> PROVIDED PASSAGE
* * * *

At the beginning of 1998, Moshe Rivlin stepped down as chairman of the Jewish National Fund (JNF) board of directors after twenty-one years in office. Two people replaced him: Yehiel Leket of the One Israel party, who had lost the election for heading the Jewish Agency to Avraham Burg, and Shlomo Gravetz, from Nahalat Jabotinsky, the original core of the Betar movement, and head of the Jewish Agency's Youth and Hehalutz department.
Why are there two people in one position (chairman and co-chairman)? Because the two major political parties both wanted the position and failed to reach a compromise solution. An arrangement was made whereby Shlomo Gravetz would serve as chairman for the first two years of a four-year term, with Yehiel Leket at his side as co-chairman, and at the beginning of 2000 they would rotate.
Consequently, for over two years, JNF has had two chairmen, each earning salaries higher than that of the Prime Minister, and each with an office that includes all the trimmings, including a secretary and chauffeur. On entering office, they both overhauled their offices, and another renovation was recently completed, all for the purpose of not, heaven forbid, having an office inferior to the other's.
An exchange of correspondence shows that the two cultivate orderly working arrangements between themselves. Overseas trips, which are not infrequent, are approved by the chairman.
Former chairman Rivlin, who vacated the position for them, did not remain unemployed. He was appointed immediately as JNF president, a previously non-existent position, and, naturally, according him the right to an office with all the trimmings: secretary, chauffeur, company car and an expense account in Israel and overseas.
Blue box still clinking
The more mature among us no doubt remember how the classroom tutor would pass along the aisles every Friday as part of the Sabbath welcoming ceremony, with a JNF blue box in his or her hand, collecting agorot from students for redemption of the land. Today, several decades later, the redemption has long been completed. JNF, on the other hand, continues to exist and maintain a sizeable well-greased mechanism.
JNF owns 17% of State land, about 2.6 million dunam (0.515 million acres). This makes the organization the largest landowner in the country. Most of the land is agricultural, and only a small part is located in the large towns. The agorot collected from children in Israel helped towards the purchase of these lands, aided by larger donations of Jews throughout the world.

* * * *

> AVAILABLE DATA
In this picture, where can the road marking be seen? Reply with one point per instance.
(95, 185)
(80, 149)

* * * *

> EXERCISE OBJECTIVE
Answer these from the JNF passage:
(a) How many years had Moshe Rivlin served as chairman of the JNF board of directors when he stepped down?
(b) When were Shlomo Gravetz and Yehiel Leket scheduled to rotate positions?
(c) What share of State land does JNF own?

> EXERCISE ANSWER
(a) Twenty-one years.
(b) At the beginning of 2000.
(c) 17%, about 2.6 million dunam (0.515 million acres).